__Natural language region descriptions__
__________________________________________________
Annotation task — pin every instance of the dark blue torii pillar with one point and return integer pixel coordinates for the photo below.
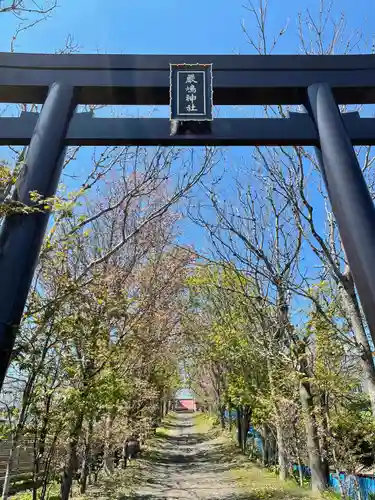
(21, 236)
(347, 190)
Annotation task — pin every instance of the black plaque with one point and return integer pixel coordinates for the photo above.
(191, 92)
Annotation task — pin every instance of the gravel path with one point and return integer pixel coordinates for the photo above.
(187, 465)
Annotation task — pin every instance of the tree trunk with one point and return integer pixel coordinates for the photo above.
(86, 458)
(239, 420)
(230, 423)
(318, 479)
(71, 466)
(265, 445)
(222, 417)
(354, 315)
(281, 451)
(108, 457)
(324, 446)
(245, 423)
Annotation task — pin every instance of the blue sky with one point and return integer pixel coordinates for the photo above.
(177, 27)
(169, 26)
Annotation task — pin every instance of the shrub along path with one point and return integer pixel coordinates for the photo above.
(188, 461)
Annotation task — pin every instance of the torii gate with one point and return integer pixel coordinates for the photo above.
(61, 82)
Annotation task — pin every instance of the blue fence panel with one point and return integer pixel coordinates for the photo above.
(348, 482)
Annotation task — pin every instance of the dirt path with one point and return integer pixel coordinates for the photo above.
(187, 465)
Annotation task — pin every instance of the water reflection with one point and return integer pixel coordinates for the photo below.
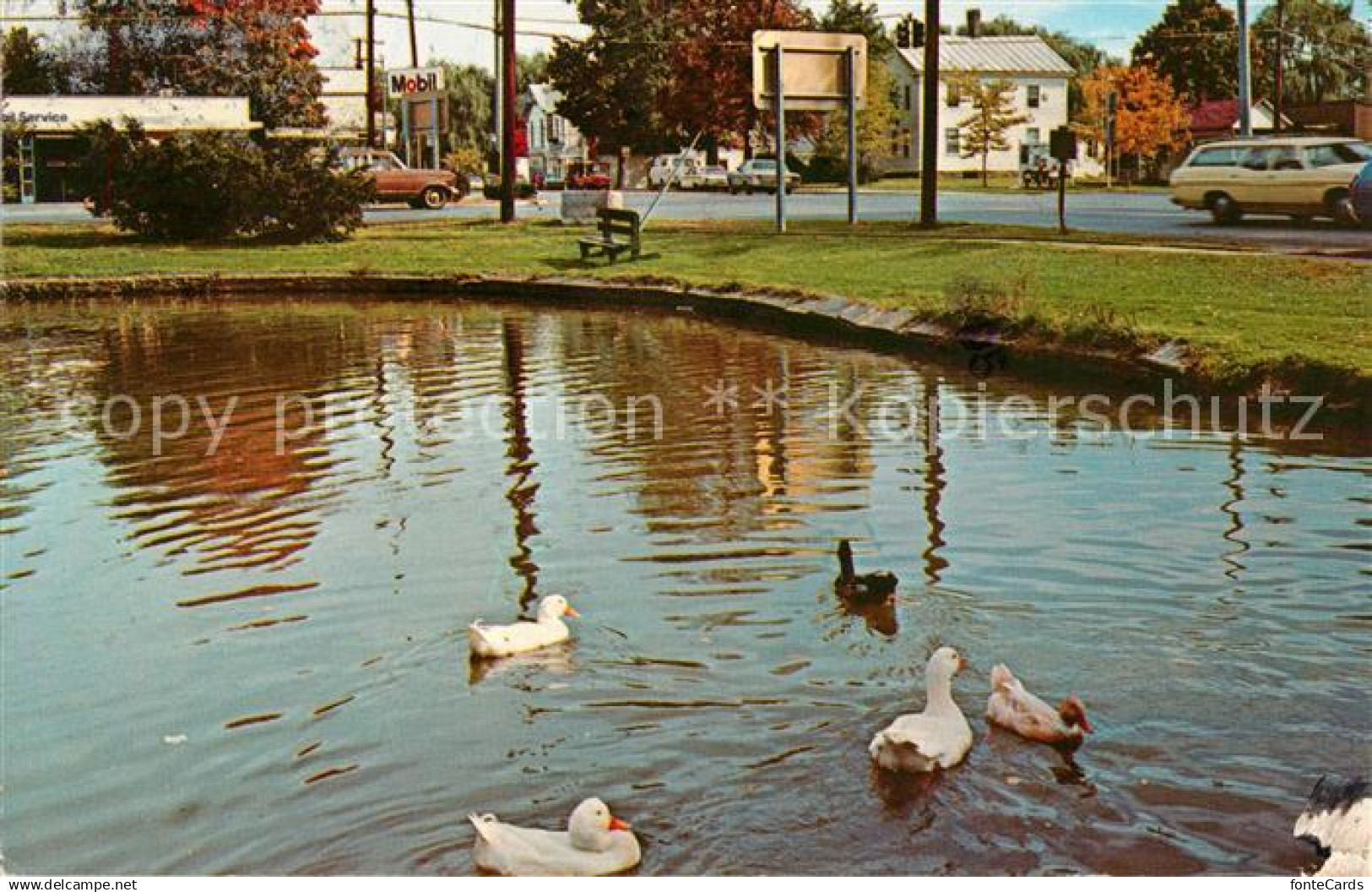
(1207, 596)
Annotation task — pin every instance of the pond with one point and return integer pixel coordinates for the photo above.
(241, 542)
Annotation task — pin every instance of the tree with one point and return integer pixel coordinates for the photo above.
(855, 17)
(1196, 47)
(530, 69)
(1084, 58)
(874, 122)
(610, 83)
(709, 59)
(1327, 52)
(992, 114)
(874, 125)
(1150, 117)
(468, 90)
(29, 68)
(254, 48)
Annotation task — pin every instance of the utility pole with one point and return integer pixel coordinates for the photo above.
(1245, 73)
(371, 73)
(1279, 69)
(508, 168)
(929, 132)
(497, 113)
(415, 43)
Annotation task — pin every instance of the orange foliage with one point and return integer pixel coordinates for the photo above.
(1150, 117)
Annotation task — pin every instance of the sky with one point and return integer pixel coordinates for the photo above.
(1113, 25)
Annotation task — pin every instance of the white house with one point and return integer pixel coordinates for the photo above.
(1038, 74)
(553, 142)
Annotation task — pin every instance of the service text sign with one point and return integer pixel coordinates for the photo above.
(413, 83)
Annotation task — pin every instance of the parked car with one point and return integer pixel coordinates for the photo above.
(420, 187)
(1299, 177)
(1038, 168)
(759, 175)
(588, 175)
(711, 177)
(1361, 190)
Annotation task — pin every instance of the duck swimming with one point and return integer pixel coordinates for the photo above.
(1338, 819)
(874, 588)
(522, 637)
(1014, 709)
(936, 738)
(594, 844)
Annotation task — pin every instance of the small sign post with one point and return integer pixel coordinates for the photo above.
(822, 73)
(1064, 144)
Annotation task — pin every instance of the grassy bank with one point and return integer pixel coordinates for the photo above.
(1245, 316)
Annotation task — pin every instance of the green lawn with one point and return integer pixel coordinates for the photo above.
(1245, 313)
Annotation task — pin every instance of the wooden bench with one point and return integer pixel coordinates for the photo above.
(619, 231)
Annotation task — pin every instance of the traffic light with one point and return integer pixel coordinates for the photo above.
(917, 33)
(910, 33)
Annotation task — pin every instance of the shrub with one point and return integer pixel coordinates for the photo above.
(307, 199)
(217, 186)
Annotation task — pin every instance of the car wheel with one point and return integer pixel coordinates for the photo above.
(1224, 210)
(434, 198)
(1341, 208)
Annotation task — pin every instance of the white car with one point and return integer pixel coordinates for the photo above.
(1299, 177)
(759, 175)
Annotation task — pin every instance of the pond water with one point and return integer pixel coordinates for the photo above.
(241, 650)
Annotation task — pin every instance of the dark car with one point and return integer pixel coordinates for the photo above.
(1363, 195)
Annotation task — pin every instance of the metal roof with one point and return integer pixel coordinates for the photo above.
(994, 55)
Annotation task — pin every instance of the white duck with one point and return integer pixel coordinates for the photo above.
(936, 738)
(1017, 710)
(596, 844)
(549, 628)
(1338, 819)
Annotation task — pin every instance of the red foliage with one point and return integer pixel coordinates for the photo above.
(711, 88)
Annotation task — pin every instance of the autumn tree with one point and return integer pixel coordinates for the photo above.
(1150, 118)
(1327, 52)
(610, 81)
(1194, 46)
(709, 90)
(254, 48)
(876, 120)
(987, 129)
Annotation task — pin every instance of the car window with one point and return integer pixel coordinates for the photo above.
(1338, 154)
(1260, 158)
(1222, 157)
(1288, 158)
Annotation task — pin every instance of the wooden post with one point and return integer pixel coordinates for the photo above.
(508, 166)
(781, 142)
(929, 136)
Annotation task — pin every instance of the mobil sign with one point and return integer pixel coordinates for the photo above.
(413, 83)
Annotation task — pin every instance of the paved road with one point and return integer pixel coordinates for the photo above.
(1125, 213)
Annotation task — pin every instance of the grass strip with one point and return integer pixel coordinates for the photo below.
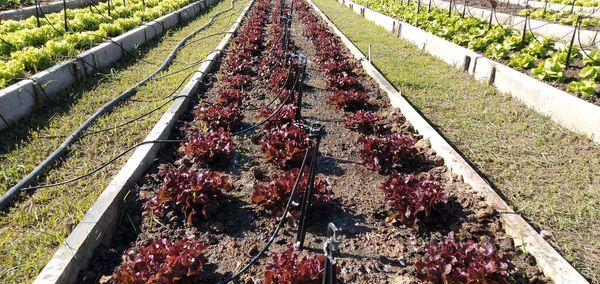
(546, 173)
(32, 229)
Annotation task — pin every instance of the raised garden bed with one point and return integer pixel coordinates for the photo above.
(230, 188)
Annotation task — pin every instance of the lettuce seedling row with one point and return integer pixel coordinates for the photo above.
(208, 206)
(539, 57)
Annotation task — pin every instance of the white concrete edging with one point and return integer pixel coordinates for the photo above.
(20, 99)
(557, 31)
(552, 264)
(592, 11)
(26, 12)
(565, 109)
(100, 221)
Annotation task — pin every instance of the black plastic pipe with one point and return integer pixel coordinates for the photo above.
(14, 191)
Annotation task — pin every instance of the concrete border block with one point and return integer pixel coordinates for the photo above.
(16, 101)
(483, 68)
(100, 221)
(580, 116)
(156, 27)
(106, 54)
(26, 12)
(565, 109)
(552, 264)
(170, 20)
(87, 62)
(132, 38)
(52, 80)
(385, 21)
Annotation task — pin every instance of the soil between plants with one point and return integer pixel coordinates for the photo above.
(372, 251)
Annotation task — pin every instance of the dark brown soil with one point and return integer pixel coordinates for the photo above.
(372, 250)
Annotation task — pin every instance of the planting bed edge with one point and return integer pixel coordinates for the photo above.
(553, 265)
(20, 99)
(565, 109)
(100, 220)
(26, 12)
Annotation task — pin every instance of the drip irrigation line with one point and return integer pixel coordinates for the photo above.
(104, 165)
(277, 228)
(254, 108)
(9, 127)
(138, 117)
(14, 191)
(583, 50)
(497, 21)
(529, 23)
(265, 120)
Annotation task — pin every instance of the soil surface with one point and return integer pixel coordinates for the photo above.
(372, 251)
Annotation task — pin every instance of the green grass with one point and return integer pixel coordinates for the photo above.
(547, 173)
(32, 229)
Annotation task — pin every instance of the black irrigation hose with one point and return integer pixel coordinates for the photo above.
(101, 166)
(138, 117)
(265, 120)
(277, 228)
(14, 191)
(582, 49)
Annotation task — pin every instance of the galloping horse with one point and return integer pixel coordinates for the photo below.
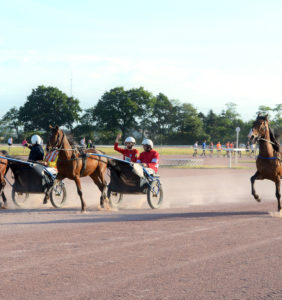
(4, 167)
(73, 164)
(269, 159)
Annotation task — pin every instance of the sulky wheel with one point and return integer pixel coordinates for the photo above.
(19, 199)
(155, 194)
(114, 198)
(58, 194)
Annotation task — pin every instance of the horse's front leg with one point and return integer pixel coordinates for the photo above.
(278, 195)
(79, 191)
(2, 186)
(253, 179)
(5, 205)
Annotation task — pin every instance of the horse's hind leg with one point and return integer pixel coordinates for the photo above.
(253, 179)
(278, 194)
(99, 180)
(79, 191)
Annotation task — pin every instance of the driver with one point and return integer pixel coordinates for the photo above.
(36, 150)
(149, 158)
(129, 153)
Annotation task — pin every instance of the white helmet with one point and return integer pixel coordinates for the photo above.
(130, 139)
(148, 142)
(36, 139)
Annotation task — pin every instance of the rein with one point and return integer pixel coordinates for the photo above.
(262, 139)
(271, 158)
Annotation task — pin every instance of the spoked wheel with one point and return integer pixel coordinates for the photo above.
(58, 194)
(19, 199)
(115, 198)
(155, 194)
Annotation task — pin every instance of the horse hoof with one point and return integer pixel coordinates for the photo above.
(257, 198)
(100, 207)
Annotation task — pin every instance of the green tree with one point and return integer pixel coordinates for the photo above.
(161, 119)
(11, 121)
(48, 105)
(121, 110)
(188, 125)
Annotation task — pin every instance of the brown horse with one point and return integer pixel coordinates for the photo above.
(269, 159)
(74, 164)
(4, 167)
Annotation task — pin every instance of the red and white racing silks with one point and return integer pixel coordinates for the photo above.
(128, 154)
(151, 158)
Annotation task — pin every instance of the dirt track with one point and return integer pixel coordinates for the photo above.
(210, 240)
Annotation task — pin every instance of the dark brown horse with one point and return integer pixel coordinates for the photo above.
(4, 167)
(74, 164)
(269, 159)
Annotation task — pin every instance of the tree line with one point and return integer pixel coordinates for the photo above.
(135, 112)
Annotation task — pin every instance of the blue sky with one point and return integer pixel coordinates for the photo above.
(206, 53)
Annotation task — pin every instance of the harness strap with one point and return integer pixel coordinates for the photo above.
(270, 158)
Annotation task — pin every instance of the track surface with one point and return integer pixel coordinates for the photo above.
(210, 240)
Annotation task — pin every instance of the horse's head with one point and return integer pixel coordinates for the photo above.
(55, 138)
(259, 129)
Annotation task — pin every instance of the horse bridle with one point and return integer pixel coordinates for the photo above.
(262, 139)
(58, 145)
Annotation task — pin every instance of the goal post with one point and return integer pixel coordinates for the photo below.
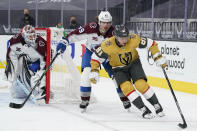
__________________________________________________
__Instructions for the task__
Nothing but the lines from the one with "Annotation task — pin every instance of the horse bridle" through the last line of the records should appear in your answer, each exactly as written and without pictures.

__Result of the exercise__
Annotation task — pin every instance of the horse bridle with one point and return integer pixel coordinates for the photo above.
(262, 139)
(58, 145)
Annotation task — pin every instance of the goal post with one point and return integer pixel coordinates for the photo below.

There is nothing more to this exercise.